#### [RECORDS FOR THE TASK]
■ ■ ■ ■

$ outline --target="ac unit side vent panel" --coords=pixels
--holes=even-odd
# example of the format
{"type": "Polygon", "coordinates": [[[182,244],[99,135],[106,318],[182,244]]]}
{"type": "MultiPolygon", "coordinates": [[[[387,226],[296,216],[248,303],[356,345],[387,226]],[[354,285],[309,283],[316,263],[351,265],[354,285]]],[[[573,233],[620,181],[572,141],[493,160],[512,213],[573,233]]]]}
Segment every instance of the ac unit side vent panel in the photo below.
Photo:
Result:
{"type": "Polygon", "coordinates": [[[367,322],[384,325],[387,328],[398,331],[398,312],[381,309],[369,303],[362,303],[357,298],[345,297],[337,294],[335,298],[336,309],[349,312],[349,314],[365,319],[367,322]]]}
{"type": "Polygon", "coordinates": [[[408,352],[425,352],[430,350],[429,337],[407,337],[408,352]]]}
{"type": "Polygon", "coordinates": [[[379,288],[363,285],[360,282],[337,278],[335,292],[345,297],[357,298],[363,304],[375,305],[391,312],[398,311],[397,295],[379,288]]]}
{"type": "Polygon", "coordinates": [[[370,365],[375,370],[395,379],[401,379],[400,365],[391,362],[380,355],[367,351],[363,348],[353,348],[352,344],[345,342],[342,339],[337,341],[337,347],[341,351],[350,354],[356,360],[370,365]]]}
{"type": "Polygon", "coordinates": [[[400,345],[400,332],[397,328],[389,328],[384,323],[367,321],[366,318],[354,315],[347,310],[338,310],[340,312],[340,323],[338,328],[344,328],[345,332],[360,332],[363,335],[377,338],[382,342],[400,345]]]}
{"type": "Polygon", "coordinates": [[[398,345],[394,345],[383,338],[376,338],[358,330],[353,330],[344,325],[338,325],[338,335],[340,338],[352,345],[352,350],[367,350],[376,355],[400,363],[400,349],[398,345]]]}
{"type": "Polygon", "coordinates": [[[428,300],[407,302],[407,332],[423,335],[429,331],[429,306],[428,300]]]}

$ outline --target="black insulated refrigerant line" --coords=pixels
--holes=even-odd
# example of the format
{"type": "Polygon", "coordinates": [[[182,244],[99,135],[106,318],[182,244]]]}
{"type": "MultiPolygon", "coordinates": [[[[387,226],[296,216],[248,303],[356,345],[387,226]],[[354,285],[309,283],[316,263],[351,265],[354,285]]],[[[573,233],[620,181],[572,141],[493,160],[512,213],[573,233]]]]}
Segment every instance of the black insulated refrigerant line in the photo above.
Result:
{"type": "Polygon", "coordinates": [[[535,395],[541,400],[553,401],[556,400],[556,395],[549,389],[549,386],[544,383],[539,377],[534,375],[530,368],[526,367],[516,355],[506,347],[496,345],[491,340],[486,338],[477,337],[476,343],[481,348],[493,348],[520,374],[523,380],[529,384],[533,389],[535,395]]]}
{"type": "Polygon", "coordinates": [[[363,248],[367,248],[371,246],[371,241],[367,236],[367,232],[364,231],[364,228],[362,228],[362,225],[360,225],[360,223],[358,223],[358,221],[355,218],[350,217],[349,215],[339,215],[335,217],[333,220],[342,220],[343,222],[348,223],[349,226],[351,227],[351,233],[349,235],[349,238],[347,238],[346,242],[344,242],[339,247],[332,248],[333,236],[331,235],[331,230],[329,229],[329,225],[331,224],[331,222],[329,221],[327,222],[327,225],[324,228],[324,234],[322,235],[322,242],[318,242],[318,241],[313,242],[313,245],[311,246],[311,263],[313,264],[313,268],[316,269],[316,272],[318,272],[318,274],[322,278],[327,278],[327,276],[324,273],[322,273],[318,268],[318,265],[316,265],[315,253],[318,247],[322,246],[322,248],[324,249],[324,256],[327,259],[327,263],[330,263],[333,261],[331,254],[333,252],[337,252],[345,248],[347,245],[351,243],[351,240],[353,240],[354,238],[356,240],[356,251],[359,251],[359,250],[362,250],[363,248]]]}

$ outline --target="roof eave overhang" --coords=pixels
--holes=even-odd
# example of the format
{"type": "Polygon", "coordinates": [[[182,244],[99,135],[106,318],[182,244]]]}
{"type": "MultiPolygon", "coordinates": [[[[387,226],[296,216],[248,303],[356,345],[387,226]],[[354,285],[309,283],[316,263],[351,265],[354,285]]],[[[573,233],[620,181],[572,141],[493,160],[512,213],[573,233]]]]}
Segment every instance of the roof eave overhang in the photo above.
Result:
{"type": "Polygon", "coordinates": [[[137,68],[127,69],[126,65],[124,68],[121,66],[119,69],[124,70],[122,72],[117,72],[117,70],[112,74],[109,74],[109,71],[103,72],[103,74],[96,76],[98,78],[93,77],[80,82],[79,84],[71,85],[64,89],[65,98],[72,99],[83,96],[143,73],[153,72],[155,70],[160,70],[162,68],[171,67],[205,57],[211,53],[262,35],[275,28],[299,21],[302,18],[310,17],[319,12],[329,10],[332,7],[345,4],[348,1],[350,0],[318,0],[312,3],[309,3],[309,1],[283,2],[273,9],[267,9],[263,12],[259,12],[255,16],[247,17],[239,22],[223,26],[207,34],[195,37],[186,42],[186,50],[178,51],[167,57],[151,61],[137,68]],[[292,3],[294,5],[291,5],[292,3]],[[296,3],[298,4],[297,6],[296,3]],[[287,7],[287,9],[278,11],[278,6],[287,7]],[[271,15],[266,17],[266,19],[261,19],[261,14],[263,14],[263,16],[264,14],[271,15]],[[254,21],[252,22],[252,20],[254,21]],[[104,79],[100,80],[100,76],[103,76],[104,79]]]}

■ ■ ■ ■

#### [EXERCISE DESCRIPTION]
Every entry above must be reproduced exactly.

#### [YOUR SOLUTION]
$ outline --target="ac unit side vent panel" --coords=pixels
--holes=even-odd
# example of the format
{"type": "Polygon", "coordinates": [[[182,244],[99,135],[106,318],[182,244]]]}
{"type": "MultiPolygon", "coordinates": [[[[387,226],[296,216],[248,303],[356,345],[387,226]],[[354,285],[309,283],[316,263],[351,265],[354,285]]],[[[573,233],[620,181],[572,141],[493,160],[512,213],[573,233]]]]}
Segment every instance of the ac unit side vent panel in the photo below.
Photo:
Result:
{"type": "Polygon", "coordinates": [[[367,322],[384,325],[387,328],[398,331],[398,312],[381,309],[369,303],[362,303],[357,298],[345,297],[337,294],[335,298],[336,309],[349,312],[349,314],[365,319],[367,322]]]}
{"type": "Polygon", "coordinates": [[[408,352],[425,352],[430,350],[429,337],[407,337],[408,352]]]}
{"type": "Polygon", "coordinates": [[[379,288],[363,285],[360,282],[337,278],[335,292],[345,297],[357,298],[363,304],[375,305],[391,312],[398,311],[397,295],[379,288]]]}
{"type": "Polygon", "coordinates": [[[370,365],[375,370],[395,379],[401,379],[400,365],[391,362],[380,355],[367,351],[363,348],[353,348],[352,344],[345,342],[342,339],[337,341],[337,347],[341,351],[350,354],[356,360],[370,365]]]}
{"type": "Polygon", "coordinates": [[[400,345],[400,332],[397,328],[389,328],[384,323],[367,321],[366,318],[354,315],[347,310],[338,310],[340,312],[340,323],[338,328],[344,328],[345,332],[360,332],[363,335],[377,338],[382,342],[400,345]]]}
{"type": "Polygon", "coordinates": [[[398,345],[394,345],[383,338],[376,338],[358,330],[353,330],[344,325],[338,325],[338,335],[340,338],[352,345],[352,350],[367,350],[376,355],[400,363],[400,349],[398,345]]]}
{"type": "Polygon", "coordinates": [[[428,300],[407,302],[407,332],[423,335],[429,331],[429,306],[428,300]]]}

$ outline --target="black insulated refrigerant line" --coords=pixels
--holes=even-odd
# example of the format
{"type": "Polygon", "coordinates": [[[182,244],[99,135],[106,318],[182,244]]]}
{"type": "MultiPolygon", "coordinates": [[[[387,226],[296,216],[248,303],[356,345],[387,226]],[[354,285],[309,283],[316,263],[351,265],[354,285]]],[[[573,233],[620,181],[572,141],[493,160],[512,213],[573,233]]]]}
Segment every instance of the black insulated refrigerant line in the photo above.
Result:
{"type": "Polygon", "coordinates": [[[535,395],[541,400],[553,401],[556,400],[556,395],[549,389],[549,386],[544,383],[539,377],[534,375],[530,368],[526,367],[516,355],[506,347],[496,345],[491,340],[486,338],[477,337],[476,343],[481,348],[493,348],[520,374],[523,380],[529,384],[533,389],[535,395]]]}
{"type": "Polygon", "coordinates": [[[363,248],[367,248],[371,246],[371,241],[367,236],[367,232],[364,231],[364,228],[362,228],[362,225],[360,225],[360,223],[358,223],[358,221],[355,218],[350,217],[349,215],[339,215],[335,217],[333,220],[342,220],[343,222],[348,223],[349,226],[351,227],[351,233],[349,235],[349,238],[347,238],[346,242],[344,242],[339,247],[332,248],[333,236],[331,235],[331,230],[329,229],[329,225],[331,224],[331,222],[329,221],[327,222],[327,225],[324,228],[324,234],[322,235],[322,242],[318,242],[318,241],[313,242],[313,245],[311,246],[311,263],[313,264],[313,268],[316,269],[316,272],[318,272],[318,274],[322,278],[327,278],[327,276],[324,273],[322,273],[318,268],[318,265],[316,265],[315,253],[318,247],[322,246],[322,248],[324,249],[324,256],[327,259],[327,263],[330,263],[333,261],[331,254],[333,252],[337,252],[345,248],[347,245],[351,243],[351,240],[353,240],[354,238],[356,240],[356,251],[359,251],[359,250],[362,250],[363,248]]]}

$ outline --target="roof eave overhang" --coords=pixels
--holes=even-odd
# example of the format
{"type": "Polygon", "coordinates": [[[182,244],[99,135],[106,318],[182,244]]]}
{"type": "MultiPolygon", "coordinates": [[[[387,226],[296,216],[248,303],[356,345],[387,226]],[[354,285],[309,283],[316,263],[351,265],[354,285]]],[[[573,233],[620,181],[572,141],[493,160],[512,213],[573,233]]]]}
Segment every instance of the roof eave overhang in the photo above.
Result:
{"type": "Polygon", "coordinates": [[[137,68],[127,69],[126,65],[124,68],[121,66],[119,69],[124,70],[122,72],[117,72],[117,70],[112,74],[109,74],[109,71],[103,72],[103,74],[96,76],[98,78],[93,77],[80,82],[79,84],[71,85],[64,89],[65,98],[72,99],[83,96],[143,73],[153,72],[155,70],[160,70],[162,68],[171,67],[205,57],[211,53],[262,35],[275,28],[299,21],[302,18],[310,17],[319,12],[329,10],[332,7],[345,4],[348,1],[350,0],[318,0],[312,3],[309,3],[309,1],[283,2],[273,9],[267,9],[263,12],[259,12],[255,16],[247,17],[239,22],[223,26],[207,34],[195,37],[186,42],[186,50],[178,51],[167,57],[151,61],[137,68]],[[292,3],[294,5],[291,5],[292,3]],[[296,3],[298,4],[297,6],[296,3]],[[287,7],[287,9],[278,11],[278,6],[287,7]],[[271,15],[266,17],[266,19],[261,19],[261,14],[263,14],[263,16],[264,14],[271,15]],[[254,21],[252,22],[252,20],[254,21]],[[104,79],[100,80],[100,76],[103,76],[104,79]]]}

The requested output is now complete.